TASK BRIEF: Search the entries below for "tail". Report each line where it occurs.
*** AVAILABLE RECORDS ***
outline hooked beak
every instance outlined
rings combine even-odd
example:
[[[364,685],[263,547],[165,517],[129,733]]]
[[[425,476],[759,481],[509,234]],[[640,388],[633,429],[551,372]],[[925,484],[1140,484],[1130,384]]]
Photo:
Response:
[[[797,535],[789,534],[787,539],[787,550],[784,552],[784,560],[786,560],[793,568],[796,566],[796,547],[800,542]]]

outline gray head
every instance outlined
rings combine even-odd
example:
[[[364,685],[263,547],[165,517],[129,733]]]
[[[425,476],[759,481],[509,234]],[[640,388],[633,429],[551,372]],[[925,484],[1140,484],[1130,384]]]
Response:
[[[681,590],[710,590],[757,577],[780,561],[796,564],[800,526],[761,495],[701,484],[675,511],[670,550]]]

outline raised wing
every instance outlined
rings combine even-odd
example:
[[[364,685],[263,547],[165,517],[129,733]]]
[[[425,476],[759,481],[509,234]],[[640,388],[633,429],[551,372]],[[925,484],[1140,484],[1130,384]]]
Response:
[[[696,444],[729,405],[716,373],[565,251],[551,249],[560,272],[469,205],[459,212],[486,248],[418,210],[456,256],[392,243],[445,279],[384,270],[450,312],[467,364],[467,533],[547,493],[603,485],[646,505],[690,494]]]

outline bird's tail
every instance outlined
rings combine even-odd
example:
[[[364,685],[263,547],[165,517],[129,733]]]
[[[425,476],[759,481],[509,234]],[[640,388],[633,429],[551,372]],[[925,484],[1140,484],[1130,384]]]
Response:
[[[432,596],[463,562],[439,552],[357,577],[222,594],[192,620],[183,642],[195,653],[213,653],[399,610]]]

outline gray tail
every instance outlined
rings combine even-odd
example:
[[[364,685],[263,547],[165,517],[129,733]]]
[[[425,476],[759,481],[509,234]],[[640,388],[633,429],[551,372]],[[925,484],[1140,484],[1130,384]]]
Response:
***
WORKED SOLUTION:
outline bird's tail
outline gray tail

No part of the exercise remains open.